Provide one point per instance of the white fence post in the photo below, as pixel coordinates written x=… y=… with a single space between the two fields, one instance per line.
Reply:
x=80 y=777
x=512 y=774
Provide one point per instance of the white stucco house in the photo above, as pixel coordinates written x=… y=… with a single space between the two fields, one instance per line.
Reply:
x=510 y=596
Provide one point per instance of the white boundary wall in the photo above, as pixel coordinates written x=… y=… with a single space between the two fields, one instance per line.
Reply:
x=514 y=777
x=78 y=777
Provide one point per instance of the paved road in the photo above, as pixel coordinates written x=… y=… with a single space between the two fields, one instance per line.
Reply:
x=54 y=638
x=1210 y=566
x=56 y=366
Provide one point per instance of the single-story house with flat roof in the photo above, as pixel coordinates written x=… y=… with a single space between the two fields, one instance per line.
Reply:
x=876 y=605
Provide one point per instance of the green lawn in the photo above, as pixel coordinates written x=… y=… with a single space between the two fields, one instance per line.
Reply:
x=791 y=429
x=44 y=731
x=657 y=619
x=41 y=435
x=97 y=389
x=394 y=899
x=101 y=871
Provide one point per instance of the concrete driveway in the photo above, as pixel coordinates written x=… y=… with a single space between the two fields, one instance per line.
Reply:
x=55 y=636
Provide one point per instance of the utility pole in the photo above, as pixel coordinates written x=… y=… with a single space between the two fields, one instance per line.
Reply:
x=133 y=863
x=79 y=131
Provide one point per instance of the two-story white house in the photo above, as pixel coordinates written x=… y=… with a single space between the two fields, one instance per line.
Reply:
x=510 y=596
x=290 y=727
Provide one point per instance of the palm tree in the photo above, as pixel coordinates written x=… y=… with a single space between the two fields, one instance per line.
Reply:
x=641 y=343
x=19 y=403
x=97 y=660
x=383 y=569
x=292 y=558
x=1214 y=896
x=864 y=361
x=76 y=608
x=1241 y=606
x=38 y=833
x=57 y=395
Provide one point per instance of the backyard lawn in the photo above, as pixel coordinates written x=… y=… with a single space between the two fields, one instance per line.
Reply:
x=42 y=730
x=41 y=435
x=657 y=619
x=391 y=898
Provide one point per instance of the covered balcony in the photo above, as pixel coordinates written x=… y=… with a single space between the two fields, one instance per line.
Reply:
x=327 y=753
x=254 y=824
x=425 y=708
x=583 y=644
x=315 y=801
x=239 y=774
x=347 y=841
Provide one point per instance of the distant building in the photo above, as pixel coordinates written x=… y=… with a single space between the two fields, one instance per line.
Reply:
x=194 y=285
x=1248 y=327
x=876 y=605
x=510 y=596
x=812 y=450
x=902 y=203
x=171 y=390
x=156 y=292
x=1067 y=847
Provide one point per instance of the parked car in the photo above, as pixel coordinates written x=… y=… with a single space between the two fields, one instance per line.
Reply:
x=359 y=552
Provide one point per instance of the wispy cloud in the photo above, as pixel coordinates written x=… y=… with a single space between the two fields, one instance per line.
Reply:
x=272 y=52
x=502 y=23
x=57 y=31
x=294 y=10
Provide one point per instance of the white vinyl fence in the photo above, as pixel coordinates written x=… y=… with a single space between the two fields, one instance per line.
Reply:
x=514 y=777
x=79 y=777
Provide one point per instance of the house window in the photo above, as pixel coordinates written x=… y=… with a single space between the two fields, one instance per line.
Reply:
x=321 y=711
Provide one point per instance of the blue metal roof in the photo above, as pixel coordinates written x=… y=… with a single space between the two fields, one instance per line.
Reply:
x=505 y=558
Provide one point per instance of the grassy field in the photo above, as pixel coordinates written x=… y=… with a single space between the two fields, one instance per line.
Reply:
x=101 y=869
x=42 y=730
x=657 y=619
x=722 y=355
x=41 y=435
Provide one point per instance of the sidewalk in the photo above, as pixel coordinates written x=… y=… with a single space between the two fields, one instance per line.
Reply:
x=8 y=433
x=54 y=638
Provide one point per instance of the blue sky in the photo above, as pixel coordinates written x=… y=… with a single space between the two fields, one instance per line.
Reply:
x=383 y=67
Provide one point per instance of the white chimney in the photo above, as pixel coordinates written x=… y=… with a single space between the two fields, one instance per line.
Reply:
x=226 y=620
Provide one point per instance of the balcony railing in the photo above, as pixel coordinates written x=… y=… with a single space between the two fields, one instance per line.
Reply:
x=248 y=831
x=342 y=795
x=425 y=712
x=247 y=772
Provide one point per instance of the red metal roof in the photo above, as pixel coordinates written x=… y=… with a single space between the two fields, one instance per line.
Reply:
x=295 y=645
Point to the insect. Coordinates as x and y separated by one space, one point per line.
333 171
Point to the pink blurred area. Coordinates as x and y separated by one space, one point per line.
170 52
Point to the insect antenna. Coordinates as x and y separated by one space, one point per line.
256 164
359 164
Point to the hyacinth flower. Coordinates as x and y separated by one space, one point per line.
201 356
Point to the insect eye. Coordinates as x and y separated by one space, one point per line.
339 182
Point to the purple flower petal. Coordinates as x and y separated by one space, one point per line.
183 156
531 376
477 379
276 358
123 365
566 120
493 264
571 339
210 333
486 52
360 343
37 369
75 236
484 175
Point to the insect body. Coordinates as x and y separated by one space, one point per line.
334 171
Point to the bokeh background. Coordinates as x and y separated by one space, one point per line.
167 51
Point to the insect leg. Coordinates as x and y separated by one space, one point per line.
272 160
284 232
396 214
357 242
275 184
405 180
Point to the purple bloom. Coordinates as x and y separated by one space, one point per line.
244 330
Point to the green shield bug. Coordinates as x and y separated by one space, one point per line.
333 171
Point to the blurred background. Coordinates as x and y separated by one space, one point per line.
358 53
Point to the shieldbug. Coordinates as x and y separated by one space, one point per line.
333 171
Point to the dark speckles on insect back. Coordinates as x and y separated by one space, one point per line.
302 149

----

Take the line that contains "Provide one point per instance of the red" and every line after it through the end of the listing above, and repeat them exactly.

Solution for this exercise:
Provide one point per instance of the red metal roof in the photo above, as pixel coordinates written x=… y=… with a single space between the two fields, one instance per line.
Reply:
x=295 y=645
Point to the insect. Coordinates as x and y separated by one space, one point per line.
333 171
Point to the pink blurred area. Coordinates as x and y separated by one space, one point per line.
170 52
Point to the insect antenna. Coordinates as x and y separated by one space, one point per line.
256 164
359 164
Point to the hyacinth flower. Coordinates as x and y separated by one space, one point per line.
201 356
Point to the insect eye. Coordinates as x and y separated by one space, one point per line.
339 182
Point to the purple flower petal. Coordinates as x and y separated by one space, one point per line.
183 156
531 376
477 379
276 358
123 365
566 120
493 264
571 339
210 333
486 52
360 343
37 369
75 236
484 175
Point to the insect body. Coordinates as x and y separated by one space, one point per line.
334 171
Point to the bokeh background. Coordinates as x and y separated by one space, one point per line.
167 51
Point to the insect leg. Coordinates as x and y separated by one space, one point per line.
272 160
284 232
396 214
357 242
275 184
405 180
Point to the purple bloom. Coordinates as x and y separated by one space, one point per line.
244 330
Point to the green shield bug. Coordinates as x and y separated by one space, one point per line.
333 171
Point to the blurred background. Coordinates as x and y separated by one space, one point per line.
358 53
Point to the shieldbug. Coordinates as x and y separated by one space, one point per line.
333 171
Point to the dark speckles on insect back. Coordinates as x and y separated by one space, one point per line.
302 149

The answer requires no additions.